● **Given text**
========
In 1947, Freund signed a contract with Magnum Photos as a Latin America contributor, but by 1954, she was declared persona non grata by the U.S. government at the height of the Red Scare for her socialist views, and Robert Capa forced her to break ties with Magnum. In 1950, her photocoverage of a bejewelled Eva Peron for Life magazine caused a diplomatic stir between the United States and Argentina and upset many of Peron's supporters—the ostentatious photographs went against the official party line of austerity; Life was blacklisted in Argentina, and once again, Freund had to escape a country with her negatives. She moved to Mexico and became friends with Diego Rivera, Frida Kahlo, Alfaro Siqueiros, and José Clemente Orozco. In 1953, she moved back to Paris permanently. Over the life of her career, she went on over 80 photojournalism assignments, primarily for Life and Time, but also Du, The Sunday Times (London), Vu, Picture Post, Weekly Illustrated, and Paris Match, among others.  From the 1960s onward, Freund continued to write, and her reputation as an important portrait photographer grew with each successive exhibition. She is now celebrated as one of the best portrait photographers of the twentieth century: Upon her death, "President Jacques Chirac praised her as 'one of the world's greatest photographers.

Notable work
In 1936 Freund photographed the effects of the Depression in England for Life. Freund's dissertation was published in book form by Adrienne Monnier (1892–1955). One of her best-known early works shows her friends Walter Benjamin and Bertolt Brecht participating in one of the last political street demonstrations in Germany before Hitler took power.

In 1938, Freund had the opportunity to photograph James Joyce in Paris through her connections with Adrienne Monnier and Sylvia Beach. Joyce hated being photographed, and during one of the sessions he hit his head on a light, which cut his forehead. Joyce exclaimed, "I'm bleeding. Your damned photos will be the death of me", which he said, "forgetting in his pain that he had made it a rule never to swear in the presence of a lady." Freund was in a taxi crash right after the photo-session, which caused her cameras to crash to the ground. She called Joyce and said, "Mr. Joyce, you damned my photos — you put some kind of a bad Irish spell on them and my taxi crashed. I was almost killed and your photos are ruined". Being superstitious, Joyce was convinced that his cursing in front of a lady had caused the crash, so he invited Freund back to his home for a second round of photographs. Time magazine used one of these photos for its cover on 8 May 1939. The entire series of photographs would eventually be published in 1965 in James Joyce in Paris: His Final Years by Freund and V. B. Carleton and a Preface by Simone de Beauvoir. Freund became famous for her portraits of literary geniuses, including Samuel Beckett, Virginia Woolf, George Bernard Shaw and many others.
========
Picture annotation entries:
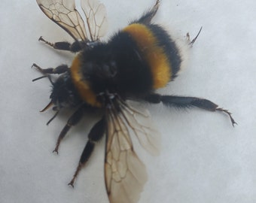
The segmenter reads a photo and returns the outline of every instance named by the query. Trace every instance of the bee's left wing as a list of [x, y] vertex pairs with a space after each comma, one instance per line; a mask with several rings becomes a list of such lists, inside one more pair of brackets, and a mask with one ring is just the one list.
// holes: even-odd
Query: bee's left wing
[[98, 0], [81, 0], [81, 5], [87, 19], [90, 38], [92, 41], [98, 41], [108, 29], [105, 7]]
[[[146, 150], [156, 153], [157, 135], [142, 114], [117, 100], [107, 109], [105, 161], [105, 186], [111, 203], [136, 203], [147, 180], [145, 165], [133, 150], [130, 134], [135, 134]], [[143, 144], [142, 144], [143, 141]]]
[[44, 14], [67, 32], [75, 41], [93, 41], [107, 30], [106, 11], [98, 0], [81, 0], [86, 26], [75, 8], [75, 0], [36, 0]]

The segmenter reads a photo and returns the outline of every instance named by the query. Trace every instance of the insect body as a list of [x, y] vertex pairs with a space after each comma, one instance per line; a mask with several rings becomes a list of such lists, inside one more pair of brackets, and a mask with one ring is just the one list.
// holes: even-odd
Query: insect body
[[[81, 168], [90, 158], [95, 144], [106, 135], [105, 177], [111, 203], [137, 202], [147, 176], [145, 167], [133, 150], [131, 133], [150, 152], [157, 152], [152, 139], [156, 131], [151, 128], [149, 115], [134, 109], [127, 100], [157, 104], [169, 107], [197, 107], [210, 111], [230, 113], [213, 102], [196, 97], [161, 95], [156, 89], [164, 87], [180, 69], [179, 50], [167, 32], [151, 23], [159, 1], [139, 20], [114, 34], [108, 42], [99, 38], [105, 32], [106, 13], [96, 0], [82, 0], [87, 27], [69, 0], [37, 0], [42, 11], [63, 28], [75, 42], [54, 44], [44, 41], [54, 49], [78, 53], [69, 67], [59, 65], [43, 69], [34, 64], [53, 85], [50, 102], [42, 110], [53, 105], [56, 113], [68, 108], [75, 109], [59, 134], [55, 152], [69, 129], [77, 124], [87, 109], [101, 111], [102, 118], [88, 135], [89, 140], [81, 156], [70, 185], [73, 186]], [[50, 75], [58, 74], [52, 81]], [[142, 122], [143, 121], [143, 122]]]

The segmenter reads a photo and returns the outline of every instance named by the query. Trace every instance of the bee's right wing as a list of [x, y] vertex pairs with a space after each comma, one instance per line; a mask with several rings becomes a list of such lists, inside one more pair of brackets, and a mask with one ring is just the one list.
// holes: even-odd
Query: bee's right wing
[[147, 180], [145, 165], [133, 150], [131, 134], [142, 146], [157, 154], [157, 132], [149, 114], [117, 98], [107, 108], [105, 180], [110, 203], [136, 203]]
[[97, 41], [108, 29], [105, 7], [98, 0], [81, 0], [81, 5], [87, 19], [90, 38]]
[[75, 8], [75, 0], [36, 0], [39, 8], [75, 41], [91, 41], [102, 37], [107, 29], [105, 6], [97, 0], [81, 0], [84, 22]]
========
● **What this exercise asks**
- 1) In the text about Freund, which magazine put one of her James Joyce photographs on its cover on 8 May 1939?
- 2) Using the text about Freund, explain why Joyce invited her back to his home for a second round of photographs.

● **Results**
- 1) Time magazine used one of the photographs for its cover on 8 May 1939.

- 2) Joyce was superstitious. After Freund told him her taxi had crashed and the photos were ruined, he was convinced that his cursing in front of a lady had caused the crash, so he invited her back.